**What this task involves**:
Return each line exactly, beginning with the one that has "For this drill the class indicates the white painted" and finishing with the final line of the material. Drop any pictures.

**Exercise data**:

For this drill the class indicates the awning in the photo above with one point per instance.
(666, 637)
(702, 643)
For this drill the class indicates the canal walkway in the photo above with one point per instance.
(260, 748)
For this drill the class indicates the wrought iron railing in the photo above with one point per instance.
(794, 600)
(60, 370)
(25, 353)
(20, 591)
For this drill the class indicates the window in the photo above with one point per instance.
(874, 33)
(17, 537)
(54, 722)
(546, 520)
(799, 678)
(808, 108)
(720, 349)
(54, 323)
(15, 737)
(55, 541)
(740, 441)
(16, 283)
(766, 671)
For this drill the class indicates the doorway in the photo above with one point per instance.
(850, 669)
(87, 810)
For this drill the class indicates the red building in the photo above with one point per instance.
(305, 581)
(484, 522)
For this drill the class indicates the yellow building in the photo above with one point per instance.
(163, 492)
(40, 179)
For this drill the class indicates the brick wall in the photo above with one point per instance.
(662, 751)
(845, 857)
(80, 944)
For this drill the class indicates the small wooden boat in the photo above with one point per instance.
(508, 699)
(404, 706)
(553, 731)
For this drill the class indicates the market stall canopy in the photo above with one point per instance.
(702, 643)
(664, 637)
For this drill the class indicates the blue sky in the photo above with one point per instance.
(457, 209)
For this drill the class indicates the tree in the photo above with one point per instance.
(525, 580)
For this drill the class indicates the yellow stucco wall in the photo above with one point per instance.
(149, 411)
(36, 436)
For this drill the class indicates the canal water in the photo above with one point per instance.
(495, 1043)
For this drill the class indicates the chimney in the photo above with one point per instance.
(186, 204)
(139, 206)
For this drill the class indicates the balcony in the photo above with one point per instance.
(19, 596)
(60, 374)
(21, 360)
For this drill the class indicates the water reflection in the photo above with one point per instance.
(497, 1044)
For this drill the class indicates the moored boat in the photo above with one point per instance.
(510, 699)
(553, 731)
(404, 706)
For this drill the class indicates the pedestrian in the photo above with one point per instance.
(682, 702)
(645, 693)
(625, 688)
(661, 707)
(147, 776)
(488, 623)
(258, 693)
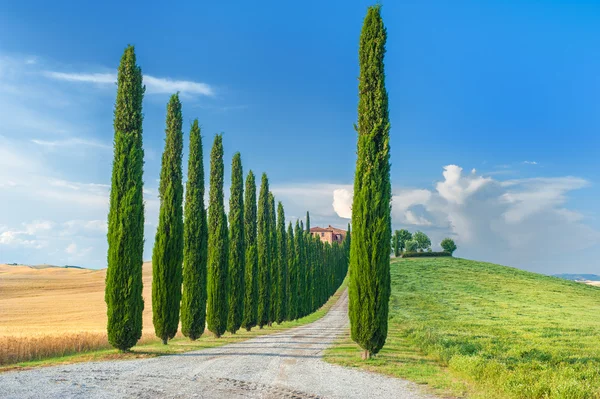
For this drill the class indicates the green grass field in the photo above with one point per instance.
(479, 330)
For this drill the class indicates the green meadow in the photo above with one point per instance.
(478, 330)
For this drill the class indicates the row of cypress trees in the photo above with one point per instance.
(207, 271)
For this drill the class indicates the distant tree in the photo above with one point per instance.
(123, 289)
(281, 313)
(264, 254)
(448, 245)
(167, 256)
(292, 284)
(369, 282)
(218, 245)
(237, 246)
(405, 235)
(251, 277)
(423, 242)
(411, 245)
(195, 243)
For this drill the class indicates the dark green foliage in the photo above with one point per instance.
(167, 255)
(396, 243)
(236, 246)
(264, 254)
(195, 243)
(218, 245)
(404, 235)
(407, 254)
(251, 277)
(123, 292)
(423, 242)
(448, 245)
(274, 259)
(369, 285)
(292, 276)
(300, 269)
(282, 260)
(411, 246)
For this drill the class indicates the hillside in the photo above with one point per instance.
(488, 331)
(54, 300)
(578, 277)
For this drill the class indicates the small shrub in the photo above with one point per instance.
(424, 254)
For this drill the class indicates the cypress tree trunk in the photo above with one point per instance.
(167, 254)
(236, 246)
(274, 257)
(123, 289)
(195, 243)
(264, 252)
(369, 288)
(218, 245)
(298, 244)
(251, 277)
(282, 264)
(291, 275)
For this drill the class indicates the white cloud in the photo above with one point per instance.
(342, 203)
(70, 142)
(153, 84)
(71, 249)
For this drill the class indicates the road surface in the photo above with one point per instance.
(282, 365)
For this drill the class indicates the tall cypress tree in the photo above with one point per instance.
(123, 289)
(264, 254)
(167, 255)
(251, 276)
(274, 257)
(369, 289)
(291, 284)
(195, 243)
(300, 269)
(282, 265)
(218, 245)
(237, 246)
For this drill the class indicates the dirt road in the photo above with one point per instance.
(283, 365)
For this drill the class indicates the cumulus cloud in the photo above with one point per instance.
(522, 222)
(342, 203)
(153, 84)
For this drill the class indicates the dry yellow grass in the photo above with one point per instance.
(52, 312)
(55, 301)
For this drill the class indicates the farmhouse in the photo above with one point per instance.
(329, 234)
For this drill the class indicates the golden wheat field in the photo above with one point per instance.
(53, 311)
(56, 300)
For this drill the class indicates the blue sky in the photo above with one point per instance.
(493, 108)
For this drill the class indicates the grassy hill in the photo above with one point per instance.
(480, 330)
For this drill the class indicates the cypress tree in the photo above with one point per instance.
(123, 289)
(291, 283)
(195, 243)
(369, 288)
(218, 245)
(274, 258)
(167, 254)
(251, 277)
(300, 269)
(282, 265)
(236, 246)
(264, 252)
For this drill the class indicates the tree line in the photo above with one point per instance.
(210, 269)
(404, 240)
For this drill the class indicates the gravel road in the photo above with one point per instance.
(283, 365)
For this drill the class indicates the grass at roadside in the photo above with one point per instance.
(478, 330)
(73, 348)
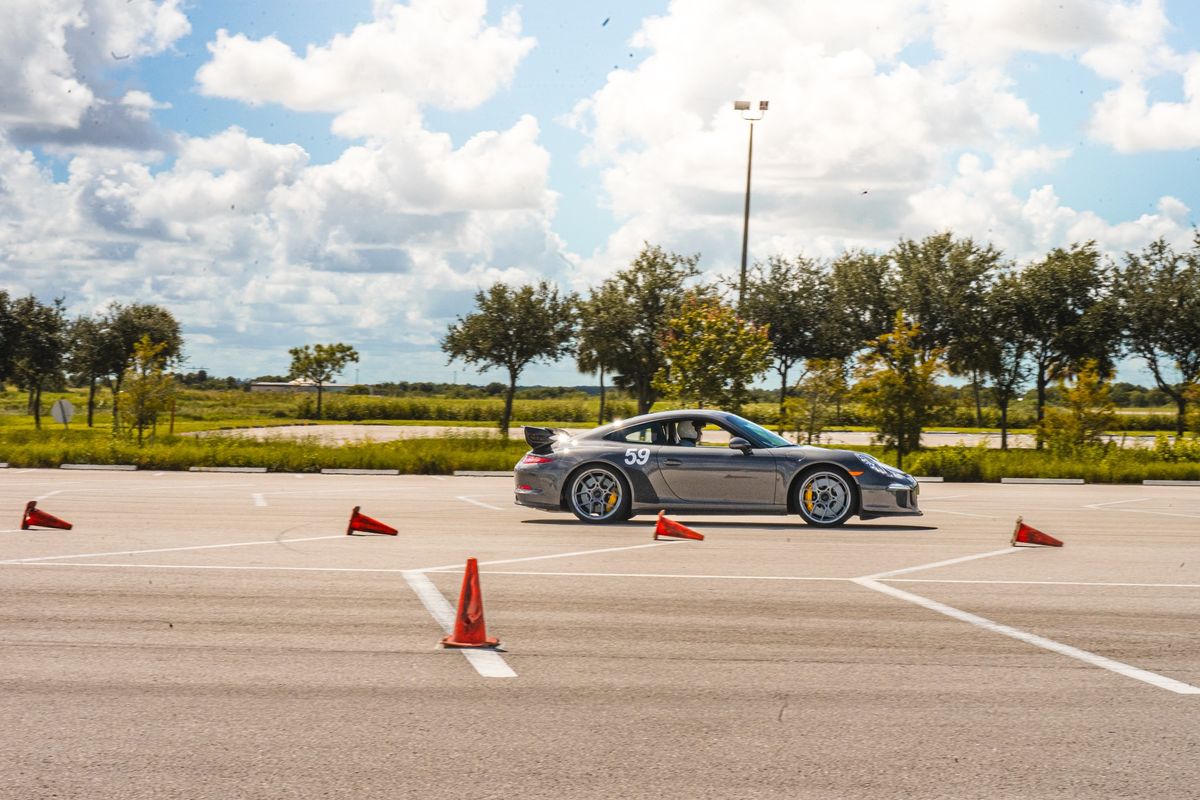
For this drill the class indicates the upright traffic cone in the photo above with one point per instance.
(366, 524)
(670, 528)
(468, 624)
(1027, 535)
(40, 518)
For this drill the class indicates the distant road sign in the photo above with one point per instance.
(63, 411)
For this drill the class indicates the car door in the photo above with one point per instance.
(714, 475)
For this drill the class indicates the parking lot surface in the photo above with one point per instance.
(220, 636)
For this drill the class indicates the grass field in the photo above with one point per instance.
(22, 445)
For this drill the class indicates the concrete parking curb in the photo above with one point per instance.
(226, 469)
(124, 468)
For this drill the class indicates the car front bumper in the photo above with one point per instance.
(897, 499)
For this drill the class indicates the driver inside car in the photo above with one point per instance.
(688, 433)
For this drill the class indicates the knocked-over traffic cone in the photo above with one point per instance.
(366, 524)
(1026, 535)
(40, 518)
(468, 624)
(667, 527)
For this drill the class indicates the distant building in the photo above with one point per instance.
(298, 385)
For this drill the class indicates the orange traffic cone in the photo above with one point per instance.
(1026, 535)
(366, 524)
(667, 527)
(468, 624)
(40, 518)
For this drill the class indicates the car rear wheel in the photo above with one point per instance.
(599, 494)
(825, 497)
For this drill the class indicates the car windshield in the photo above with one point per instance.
(765, 435)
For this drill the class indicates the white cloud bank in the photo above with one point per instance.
(894, 121)
(888, 124)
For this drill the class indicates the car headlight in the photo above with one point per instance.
(877, 465)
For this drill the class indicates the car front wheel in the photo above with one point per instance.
(598, 494)
(825, 498)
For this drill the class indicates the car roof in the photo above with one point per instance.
(660, 416)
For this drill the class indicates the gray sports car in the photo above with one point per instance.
(703, 461)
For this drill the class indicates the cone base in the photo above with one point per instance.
(490, 642)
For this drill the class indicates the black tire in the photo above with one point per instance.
(599, 494)
(825, 497)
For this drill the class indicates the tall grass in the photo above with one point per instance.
(1099, 464)
(409, 456)
(357, 407)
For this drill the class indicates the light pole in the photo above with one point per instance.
(751, 116)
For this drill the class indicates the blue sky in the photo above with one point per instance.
(354, 172)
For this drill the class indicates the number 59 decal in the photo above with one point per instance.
(637, 456)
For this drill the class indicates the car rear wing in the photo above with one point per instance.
(541, 439)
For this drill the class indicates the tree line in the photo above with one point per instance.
(941, 305)
(125, 348)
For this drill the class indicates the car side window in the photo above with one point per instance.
(643, 434)
(700, 433)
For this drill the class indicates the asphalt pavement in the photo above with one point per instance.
(220, 636)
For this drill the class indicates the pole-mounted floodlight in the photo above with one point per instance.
(750, 115)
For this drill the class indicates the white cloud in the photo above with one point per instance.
(427, 53)
(865, 140)
(54, 55)
(1126, 119)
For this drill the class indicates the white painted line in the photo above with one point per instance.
(659, 575)
(481, 505)
(1101, 506)
(487, 663)
(210, 566)
(450, 567)
(957, 513)
(1053, 583)
(946, 563)
(169, 549)
(1117, 667)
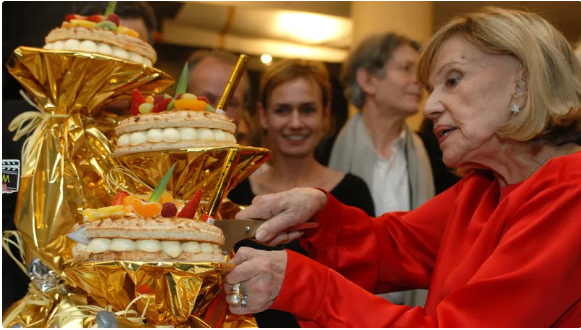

**Result of this exercise**:
For this drill the class indicates the white painted line in the photo above with one point per instance.
(659, 575)
(481, 505)
(1101, 506)
(487, 663)
(210, 566)
(450, 567)
(957, 513)
(1053, 583)
(946, 563)
(169, 549)
(1117, 667)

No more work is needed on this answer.